◆ Required action A ◆
In the passage on iodine values of plant oils, about what percentage of the oil of E. guineensis consists of saturated fatty acids?
◆ Required action B ◆
Carry on the passage about iodine values of plant oils, picking up after its last sentence.

◆ Source document ◆
--

Oils with low values can also be used in personal hygiene products. The IY registered for oil from the African palm Elaeis guineensis is 52.29 g I₂ 100 g^-1 (^{Calderón et al., 2013}) and from 53 to 57 g I₂ 100 g^-1 (^{Martínez-Valencia et al., 2011}).

However, according to ^{Gunstone et al. (2004)} about 82% of the oil E. guineensis are saturated fatty acids, so it tends to solidify at low temperatures, which is why it is recommended to use biodiesel made from it only in hot climates. It could be inferred that the oils of Brassica sp., H. annuus, L. nepetifolia and X. strumarium, with IY of 29, 29, 31 and 23 g I₂ 100 g^-1, could produce a biodiesel with this problem. These same authors indicate values of 121-143, 96-117, 127-142, 96-101 and 85 g I₂ 100 g^-1, for soy, rapeseed, sunflower, mexican pinion and castor bean crops, respectively. On the other hand, ^{Armendariz et al. (2015}) mention, for biodiesel produced from R. communis, an IY of 85 g I₂ 100 g^-1, values similar to those of B. odorata, C. ficifolia, E. sativa and S. molle.

The iodine (IY) levels obtained in the oils of the species studied, due to their degree of unsaturation, can be considered as drying, semi-drying and non-drying. Driers, usually, are those that have a high IY (^{Bailey, 1984}) and can be used in the production of paints and varnishes. For this purpose the oils of the species C. foetidissima, J. dioica, D. inoxia, and P. louisianica could be used since they have IY of 141.26, 113.49, 114.95 and 116.65 g I₂ 100 g^-1, respectively. The non-drying oils include A. farnesiana, B. odorata, Brassica sp., C. ficifolia, E. sativa, H. annuus, L. nepetifolia, S. molle and X. strumarium. These oils by their characteristics under normal weather conditions do not solidify. Semi-dryers can be considered A. undulata, A. mexicana, D. inoxia, J. dioica and P. louisianica, with characteristics similar to commercial oils such as sesame and corn (^{Ortega and Vázquez, 1993}).

--

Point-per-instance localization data
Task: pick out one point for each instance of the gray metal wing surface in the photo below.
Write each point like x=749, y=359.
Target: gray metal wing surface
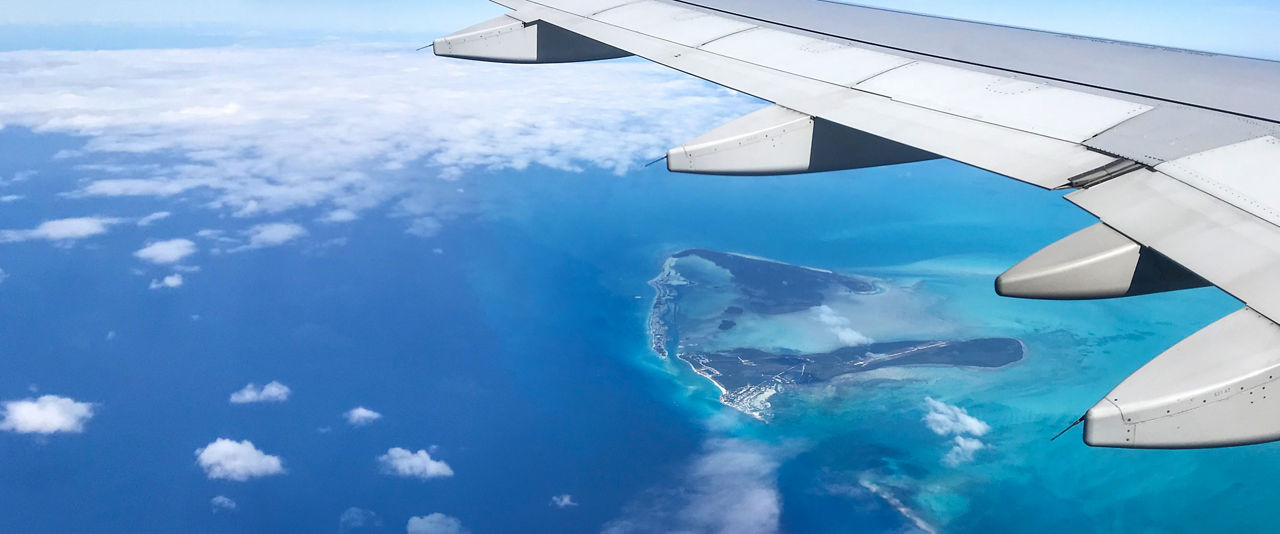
x=1176, y=153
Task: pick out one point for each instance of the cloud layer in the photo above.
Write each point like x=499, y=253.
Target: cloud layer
x=435, y=524
x=419, y=465
x=222, y=503
x=45, y=415
x=952, y=420
x=341, y=128
x=60, y=229
x=272, y=392
x=730, y=489
x=231, y=460
x=167, y=251
x=360, y=416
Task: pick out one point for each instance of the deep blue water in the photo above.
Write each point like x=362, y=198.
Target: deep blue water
x=521, y=352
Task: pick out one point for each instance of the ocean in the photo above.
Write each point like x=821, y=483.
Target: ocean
x=513, y=346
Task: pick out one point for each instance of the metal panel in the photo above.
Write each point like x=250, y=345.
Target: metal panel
x=1068, y=115
x=588, y=8
x=1228, y=246
x=808, y=56
x=1025, y=156
x=1216, y=388
x=667, y=22
x=781, y=141
x=1230, y=83
x=1246, y=176
x=1170, y=132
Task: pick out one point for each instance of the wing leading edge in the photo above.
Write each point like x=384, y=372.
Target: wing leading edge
x=1185, y=179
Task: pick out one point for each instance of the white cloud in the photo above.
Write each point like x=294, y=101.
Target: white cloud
x=731, y=489
x=840, y=327
x=341, y=217
x=222, y=503
x=252, y=136
x=45, y=415
x=424, y=227
x=272, y=392
x=152, y=218
x=270, y=234
x=435, y=524
x=419, y=465
x=167, y=251
x=231, y=460
x=963, y=451
x=60, y=229
x=353, y=517
x=170, y=282
x=947, y=419
x=360, y=416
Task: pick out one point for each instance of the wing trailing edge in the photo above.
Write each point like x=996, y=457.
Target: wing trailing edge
x=1185, y=192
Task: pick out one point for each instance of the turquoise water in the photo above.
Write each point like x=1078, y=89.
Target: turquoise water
x=951, y=229
x=521, y=351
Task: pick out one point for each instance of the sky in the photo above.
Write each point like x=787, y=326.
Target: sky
x=277, y=124
x=1229, y=27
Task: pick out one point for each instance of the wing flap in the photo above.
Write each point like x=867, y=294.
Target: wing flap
x=1029, y=106
x=1225, y=245
x=1022, y=155
x=1216, y=388
x=808, y=56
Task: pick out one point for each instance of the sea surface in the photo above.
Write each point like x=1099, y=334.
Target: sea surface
x=515, y=342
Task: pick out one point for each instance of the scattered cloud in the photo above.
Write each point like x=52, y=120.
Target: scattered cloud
x=963, y=451
x=60, y=229
x=419, y=465
x=167, y=251
x=424, y=227
x=17, y=177
x=360, y=416
x=170, y=282
x=435, y=524
x=341, y=215
x=231, y=460
x=840, y=325
x=946, y=419
x=45, y=415
x=270, y=234
x=222, y=503
x=272, y=392
x=731, y=488
x=250, y=135
x=152, y=218
x=353, y=519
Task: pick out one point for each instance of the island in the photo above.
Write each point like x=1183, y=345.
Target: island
x=757, y=327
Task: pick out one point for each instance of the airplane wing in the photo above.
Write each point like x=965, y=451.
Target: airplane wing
x=1178, y=154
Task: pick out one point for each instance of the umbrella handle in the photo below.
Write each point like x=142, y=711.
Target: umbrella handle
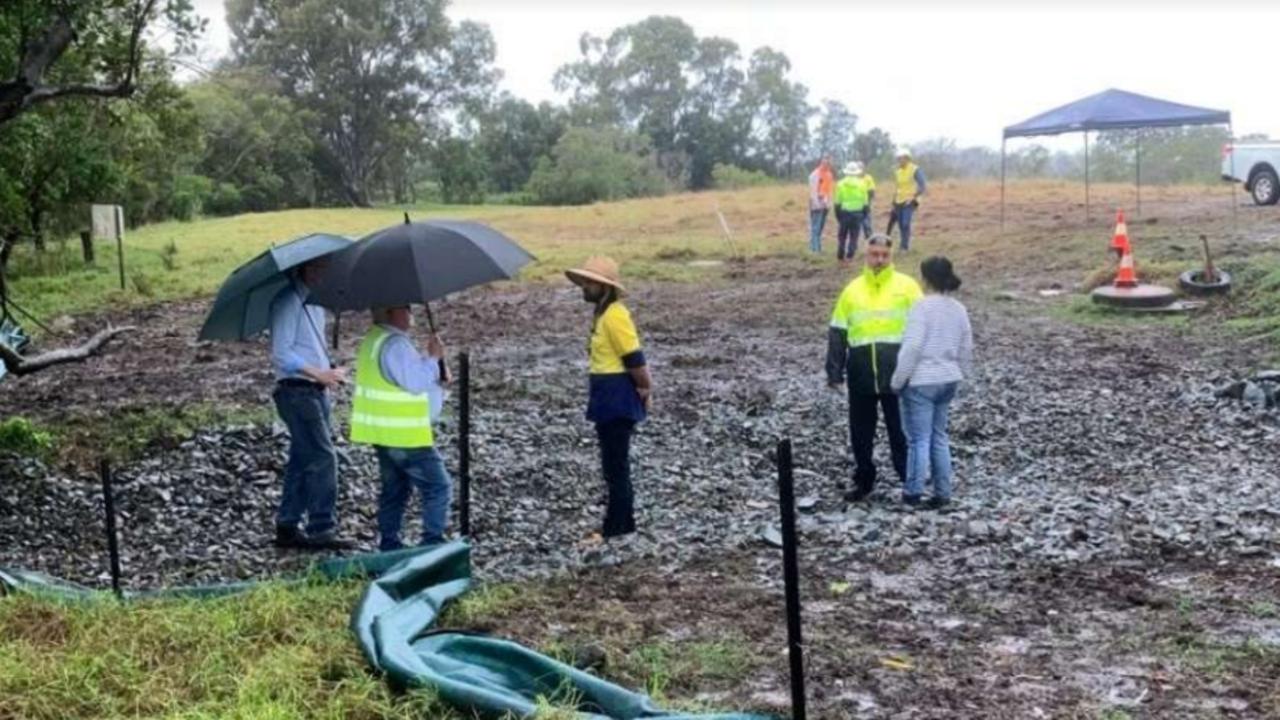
x=430, y=323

--

◆ Expected answer A ◆
About 82%.

◆ Expected answer B ◆
Peroxides are known as compounds of the primary decomposition of the oxidation of fats and oils (^{Gómez, 2010}), so that those values of peroxide index (IP) close to 0 meq kg^-1, are related to a level of low rancidity; that is to say, they oxidize slowly allowing the oil to retain its quality for a longer time, giving them an advantage for possible later use. A high IP value indicates the presence of oxidation; in this study the oils of the majority of the vegetable species studied had an IP less than 1. According to ^{Luna-Guevara and Guerrero-Beltrán (2012)} the IP and the AI are considered indicators of quality and freshness of the oils. For African palm oil, very high peroxide values of 31.3 meq kg^-1 were obtained (^{Calderón et al., 2013}).

FTIR spectrometry

Figure 4 shows the spectrum of palmitic, oleic, linoleic and linolenic fatty acid standards, determined. In this way, the purity pattern of the standards was confirmed and allowed to compare them with the oil samples of the species studied. It is observed, for example, that the palmitic one expresses in the fingerprint seven peaks located in the region 1 187-1 319 cm^-1 that differentiate it from the other fatty acids which did not present those characteristic peaks.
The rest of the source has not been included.